Passage provided =>
※ ※ ※

How to Create Training Videos: A Step-by-Step Guide

Learning and Development Evangelist at Synthesia

Create engaging training videos in 160+ languages.

Anyone can make a training video in minutes, thanks to AI.

That's a pretty bold statement. But it's true. I, someone with absolutely zero video production experience, can sit on my couch and make a video in the same time it takes to make a morning cup of coffee.

Last year, we surveyed hundreds of L&D practitioners, and over half of them are using AI to make training videos.

But are these videos any good? Are they teaching someone to follow a process? Are they enabling skills?

AI has made it so easy to make training videos. But whether or not the training video drives measurable impact, that comes down to learning design.

What makes an effective training video?

Effective training videos have three things in common: a clearly-defined audience, a learning objective, and a measurable performance outcome.

(I'm assuming you've already conducted a needs assessment that's led you to determine that video is the right solution for the knowledge or skill gap you've identified.)

You likely have this information already, just not documented in an easily-referenced format. Before you do anything else, fill in this template:

This video is for [specific role] who currently [context or gap]. After watching this video, [specific role] should be able to [observable action] so that [business outcome].

You don't need to share it anywhere. It's how you'll benchmark whether or not the video was successful (more on that later).

※ ※ ※

Provided data =>
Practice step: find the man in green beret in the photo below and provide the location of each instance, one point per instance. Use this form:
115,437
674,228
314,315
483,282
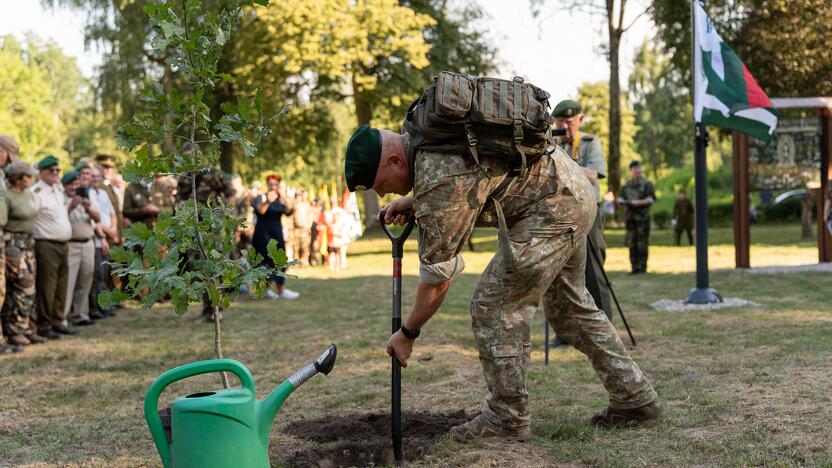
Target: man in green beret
585,149
52,233
544,217
8,148
637,195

※ ※ ※

What is expected => Retype the training video guide word for word, starting with "What makes an" and going on through "gap you've identified.)". The listing comes from a different source than the training video guide.

Response for this exercise =>
What makes an effective training video?

Effective training videos have three things in common: a clearly-defined audience, a learning objective, and a measurable performance outcome.

(I'm assuming you've already conducted a needs assessment that's led you to determine that video is the right solution for the knowledge or skill gap you've identified.)